● Stated goal:
Give the rows below as a two-column CSV with the header task,value, one line per row. Put each row's text in the task field and its answer in the value field, each quoted, with line breaks turned into spaces.

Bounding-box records
• • • • • • •

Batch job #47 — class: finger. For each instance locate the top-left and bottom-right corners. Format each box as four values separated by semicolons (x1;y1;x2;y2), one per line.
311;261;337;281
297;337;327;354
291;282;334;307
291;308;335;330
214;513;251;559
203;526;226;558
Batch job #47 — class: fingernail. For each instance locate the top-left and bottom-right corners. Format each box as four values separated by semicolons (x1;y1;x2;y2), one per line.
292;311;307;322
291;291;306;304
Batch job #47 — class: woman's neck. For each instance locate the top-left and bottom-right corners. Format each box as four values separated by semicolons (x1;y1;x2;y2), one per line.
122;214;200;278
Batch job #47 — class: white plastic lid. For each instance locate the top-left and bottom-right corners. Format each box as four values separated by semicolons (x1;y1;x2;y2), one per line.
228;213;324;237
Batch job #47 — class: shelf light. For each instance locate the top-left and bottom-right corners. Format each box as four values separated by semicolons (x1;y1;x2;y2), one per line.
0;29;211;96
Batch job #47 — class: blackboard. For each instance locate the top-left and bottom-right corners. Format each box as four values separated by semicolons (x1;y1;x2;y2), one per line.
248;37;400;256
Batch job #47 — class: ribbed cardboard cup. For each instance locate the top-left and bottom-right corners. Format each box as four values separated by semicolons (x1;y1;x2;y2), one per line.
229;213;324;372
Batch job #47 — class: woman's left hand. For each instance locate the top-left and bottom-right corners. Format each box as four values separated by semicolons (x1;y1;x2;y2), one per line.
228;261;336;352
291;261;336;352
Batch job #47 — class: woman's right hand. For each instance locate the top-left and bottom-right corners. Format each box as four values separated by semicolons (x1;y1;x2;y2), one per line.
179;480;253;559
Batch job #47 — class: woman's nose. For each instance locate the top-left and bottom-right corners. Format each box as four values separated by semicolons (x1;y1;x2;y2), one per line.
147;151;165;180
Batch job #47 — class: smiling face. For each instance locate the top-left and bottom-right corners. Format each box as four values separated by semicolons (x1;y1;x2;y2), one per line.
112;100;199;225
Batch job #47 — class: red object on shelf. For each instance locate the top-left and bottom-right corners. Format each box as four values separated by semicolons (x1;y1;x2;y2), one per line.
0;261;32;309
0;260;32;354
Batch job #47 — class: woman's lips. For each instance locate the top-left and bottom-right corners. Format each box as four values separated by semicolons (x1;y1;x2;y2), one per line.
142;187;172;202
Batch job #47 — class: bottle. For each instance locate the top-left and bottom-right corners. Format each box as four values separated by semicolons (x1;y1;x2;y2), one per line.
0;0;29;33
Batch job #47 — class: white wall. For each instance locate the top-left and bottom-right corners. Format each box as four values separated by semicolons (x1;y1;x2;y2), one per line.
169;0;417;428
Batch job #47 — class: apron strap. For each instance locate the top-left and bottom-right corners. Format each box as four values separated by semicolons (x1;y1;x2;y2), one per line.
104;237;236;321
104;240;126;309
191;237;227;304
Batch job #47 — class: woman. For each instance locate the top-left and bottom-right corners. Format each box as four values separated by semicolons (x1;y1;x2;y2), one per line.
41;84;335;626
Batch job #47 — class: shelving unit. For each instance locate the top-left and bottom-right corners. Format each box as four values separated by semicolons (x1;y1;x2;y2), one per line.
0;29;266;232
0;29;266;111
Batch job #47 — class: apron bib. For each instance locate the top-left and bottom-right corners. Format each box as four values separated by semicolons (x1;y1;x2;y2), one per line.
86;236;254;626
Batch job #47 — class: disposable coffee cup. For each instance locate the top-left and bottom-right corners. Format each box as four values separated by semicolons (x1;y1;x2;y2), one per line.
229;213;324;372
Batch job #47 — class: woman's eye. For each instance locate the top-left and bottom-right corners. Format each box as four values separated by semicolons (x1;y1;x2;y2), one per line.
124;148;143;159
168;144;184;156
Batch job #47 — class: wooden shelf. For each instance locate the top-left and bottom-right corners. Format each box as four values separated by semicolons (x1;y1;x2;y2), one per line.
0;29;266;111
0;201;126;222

• • • • • • •

● Solution for this exercise:
task,value
"Batch job #47 — class: finger. For each instance locate the top-left and bottom-right corners. Format each box as four values separated by semicolons (x1;y1;x2;y2), one per line.","311;261;337;281 297;337;327;354 291;282;334;307 291;308;335;330 214;513;251;559 203;526;226;558"
"Batch job #47 — class: fingernail. For each instance locate the top-left and bottom-right corners. Format each box as four values separated by semicolons (x1;y1;x2;y2), one per line.","292;311;307;322 291;291;306;304"
"Batch job #47 — class: woman's neck. For each instance locate the top-left and bottom-right corners. Format each box as four values separated by semicolons (x1;y1;x2;y2), one per line.","122;214;200;278"
"Batch job #47 — class: white plastic lid. For each instance locate the top-left and bottom-right corners. Format each box as four values separated by semicolons (x1;y1;x2;y2), one per line.","228;213;324;237"
"Batch job #47 — class: shelf light. For each instance locate the top-left and bottom-right corners. Format each box as four values separated by semicolons (x1;y1;x2;y2), one per line.","0;29;211;96"
"Batch job #47 — class: blackboard. For each instance locate the top-left and bottom-right corners. Format each box as four values separated by semicolons (x1;y1;x2;y2), one per line.","248;37;400;256"
"Batch job #47 — class: ribbed cardboard cup. For each instance locate the top-left and bottom-right corners. Format each box as four values separated by semicolons (x1;y1;x2;y2), one per line.","229;213;324;372"
"Batch job #47 — class: woman's left hand. For each instance locate the top-left and bottom-right corners. Format each box as four values separated by semicolons (x1;y1;x2;y2), one per line.","228;261;336;352 291;261;336;352"
"Batch job #47 — class: woman's right hand. For each instance locate the top-left and bottom-right corners. Format each box as four values separated by semicolons (x1;y1;x2;y2), one per line.","179;480;253;559"
"Batch job #47 — class: woman's nose. For each instance locate the top-left and bottom-right corners. Format each box as four values separated by semicolons (x1;y1;x2;y2), one per line.","147;151;165;180"
"Batch job #47 — class: smiling face. For each instance locate the top-left and bottom-right corners. Format each box as four values separated by semicolons (x1;y1;x2;y2), one per line.","112;100;199;225"
"Batch job #47 — class: red object on shelf. For each instance locate the top-left and bottom-right corners. Format each box as four values separated by semicolons (x1;y1;x2;y2), one per line.","0;261;32;309 0;260;32;354"
"Batch job #47 — class: woman's lips. For each instance locate the top-left and bottom-right corners. Format each box as four values separated by semicolons (x1;y1;x2;y2), one per line.","142;187;172;202"
"Batch job #47 — class: bottle. For each instance locate the top-left and bottom-right corners. Format each box as four values separated by semicolons (x1;y1;x2;y2), one per line.","0;0;29;33"
"Batch job #47 — class: white wall. For each instance locate the top-left and bottom-right corners. Format each box as four values separated by semicolons (x1;y1;x2;y2), one per line.","169;0;417;428"
"Batch job #47 — class: apron strap. For each instance locate the top-left and bottom-right corners. Format each box as four values separated by semicolons (x1;y1;x2;y2), one per line.","104;237;236;321 104;240;126;309 191;237;227;304"
"Batch job #47 — class: woman. For each instance locate the top-left and bottom-right corners. Format each box as four values separated by semicolons (x1;y1;x2;y2), one per line.","41;84;335;626"
"Batch job #47 — class: shelving unit. For each instance locate the top-left and bottom-right corners. Format each box as four values separated by semicolons (x1;y1;x2;y2), one per line.","0;29;266;232 0;29;266;111"
"Batch job #47 — class: apron bib. For each instance locate the top-left and bottom-right corners. Format each box as four values separated by semicolons (x1;y1;x2;y2), one per line.","86;236;254;626"
"Batch job #47 — class: disposable coffee cup. For each instance locate the top-left and bottom-right corners. Format each box as four values separated by semicolons (x1;y1;x2;y2), one per line.","229;213;324;372"
"Batch job #47 — class: woman's eye. For each instance locate the top-left and bottom-right corners. Format each box as four values separated by semicolons (x1;y1;x2;y2), one per line.","124;148;143;159 168;144;184;156"
"Batch job #47 — class: wooden shelf. For each instance locate the top-left and bottom-right corners. Format each box as four values separated by semicolons (x1;y1;x2;y2), one per line.","0;29;266;111 0;201;126;222"